[EXCERPTED PASSAGE]

In countries and settings with pots of money, most clinicians are not researchers and most researchers are not clinicians. Clinicians are doctors in direct contact with patients rather than being involved with theoretical or laboratory studies while researchers are people who carry out academic or scientific research.
In South Africa, most clinical research is performed by doctors, generally employed in state hospitals, who engage in research to improve the standard of care for their patients. What does it feel like to be a clinician-researcher? And who actually cares? Maybe no-one but I’ll go ahead and share with you anyway.
It feels right
Most of us don’t have the luxury of protected research time but there are phenomenal rewards. Have you ever done something good for someone else and felt surprisingly good afterwards? Given just the right present, helped your child understand their homework, given a large tip to a server, given a warm hug at just the right time – feels good, right? It feels right. Well, childhood cancer research feels like the right thing to do. It feels right to be part of something bigger – a global community of researchers looking for answers to save some lives.
It feels like pressure
Pressure to get it right: research is exacting and requires meticulous work, with little margin for error. A lot is invested in each study, and minor errors can lead to disasters which out the whole trial at risk. We plan, we check, we plan some more, we check some more, we perform the examination or test and we obsessively check again. It has to be exactly right. Then there’s the pressure of trying to fit everything into the day. A proper informed consent process takes 30-60 minutes, what with going through the forms, explaining the study, translating when necessary. And that’s just the parents – explaining to kids is sometimes like a roller-coaster ride mixed with a game of broken telephone, with the kids understanding the funniest things. And that’s often where the fun comes in.
It feels like fun
The first time I got a child’s signature on an assent form for my Ph.D. study was such a delight – they made up a signature for the event, and signed with such seriousness. If it didn’t violate a plethora of confidentiality laws, I’d put a picture of that first signature here. Someone was chopping onions.
Finding the questions, following the answers, making sense of the puzzle is like the best game ever. Crunching the numbers, making a survival curve, seeing if your intervention made a difference – what a thrill. And even a “negative” result is still a result, even if it wasn’t what you expected. Adding to the body of knowledge is what it’s all about.

[DIRECTIONS]
• a. Answer these questions from the clinician-researcher passage, one per line, marked (i), (ii) and (iii):
(i) In South Africa, where are the doctors who perform most clinical research generally employed?
(ii) How long does a proper informed consent process take?
(iii) What did the child do to sign the first assent form for the Ph.D. study?
• b. Rewrite the paragraph of the clinician-researcher passage beginning "Pressure to get it right" as a short list that keeps its main facts.

[ENTRIES SUPPLIED]

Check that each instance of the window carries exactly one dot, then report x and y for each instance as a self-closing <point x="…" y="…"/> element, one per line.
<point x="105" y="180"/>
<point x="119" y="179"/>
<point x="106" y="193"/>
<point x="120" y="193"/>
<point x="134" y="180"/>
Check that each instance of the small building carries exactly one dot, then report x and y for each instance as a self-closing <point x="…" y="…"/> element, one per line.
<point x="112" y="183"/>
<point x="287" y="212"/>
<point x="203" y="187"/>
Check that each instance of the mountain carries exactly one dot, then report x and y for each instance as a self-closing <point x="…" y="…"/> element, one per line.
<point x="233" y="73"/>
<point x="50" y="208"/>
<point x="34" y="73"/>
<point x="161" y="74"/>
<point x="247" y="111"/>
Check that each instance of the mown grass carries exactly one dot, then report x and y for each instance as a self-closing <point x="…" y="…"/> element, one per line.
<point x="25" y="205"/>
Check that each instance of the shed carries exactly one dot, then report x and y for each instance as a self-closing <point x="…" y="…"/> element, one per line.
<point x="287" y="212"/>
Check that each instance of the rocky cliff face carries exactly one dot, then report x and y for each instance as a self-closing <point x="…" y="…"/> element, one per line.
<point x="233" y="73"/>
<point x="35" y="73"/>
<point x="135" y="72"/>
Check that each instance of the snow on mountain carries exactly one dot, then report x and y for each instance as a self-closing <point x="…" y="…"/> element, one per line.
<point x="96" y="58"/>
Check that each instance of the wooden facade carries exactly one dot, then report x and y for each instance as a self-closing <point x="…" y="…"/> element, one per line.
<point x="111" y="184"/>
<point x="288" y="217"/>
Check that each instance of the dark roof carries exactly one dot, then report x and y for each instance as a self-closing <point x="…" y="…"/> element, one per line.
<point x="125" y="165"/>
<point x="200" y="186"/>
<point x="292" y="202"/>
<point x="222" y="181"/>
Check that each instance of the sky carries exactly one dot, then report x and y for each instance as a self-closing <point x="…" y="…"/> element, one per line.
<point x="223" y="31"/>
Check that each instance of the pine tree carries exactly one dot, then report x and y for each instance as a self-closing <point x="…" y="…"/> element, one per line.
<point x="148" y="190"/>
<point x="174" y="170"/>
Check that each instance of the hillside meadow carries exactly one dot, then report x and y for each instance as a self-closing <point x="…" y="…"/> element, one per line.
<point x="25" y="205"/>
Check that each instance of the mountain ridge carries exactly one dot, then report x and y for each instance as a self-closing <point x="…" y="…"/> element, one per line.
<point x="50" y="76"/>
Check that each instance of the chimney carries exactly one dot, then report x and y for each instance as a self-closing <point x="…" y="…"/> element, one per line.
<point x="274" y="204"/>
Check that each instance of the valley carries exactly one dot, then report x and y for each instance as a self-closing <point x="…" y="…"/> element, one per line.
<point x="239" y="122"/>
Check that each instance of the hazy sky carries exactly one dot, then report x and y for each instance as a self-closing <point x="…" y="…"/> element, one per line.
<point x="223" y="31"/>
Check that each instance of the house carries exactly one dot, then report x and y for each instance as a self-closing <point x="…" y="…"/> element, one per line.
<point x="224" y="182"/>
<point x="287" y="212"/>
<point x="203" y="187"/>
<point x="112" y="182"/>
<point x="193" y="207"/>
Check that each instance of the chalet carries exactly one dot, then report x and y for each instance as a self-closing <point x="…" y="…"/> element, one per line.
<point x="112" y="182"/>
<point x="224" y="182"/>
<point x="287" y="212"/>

[ANSWERS FOR THE EXERCISE]
• a.
(i) In state hospitals.
(ii) 30 to 60 minutes.
(iii) The child made up a signature for the event and signed with great seriousness.

• b.
- Research is exacting and meticulous, with little margin for error.
- Much is invested in each study, and minor errors can endanger the whole trial.
- Researchers plan and check repeatedly, perform the examination or test, and check again.
- Fitting everything into the day is also a pressure.
- A proper informed consent process takes 30 to 60 minutes: going through forms, explaining the study, and translating when necessary.
- That time covers only the parents; explaining to children can be chaotic, and they sometimes understand very funny things, which is often where the fun comes in.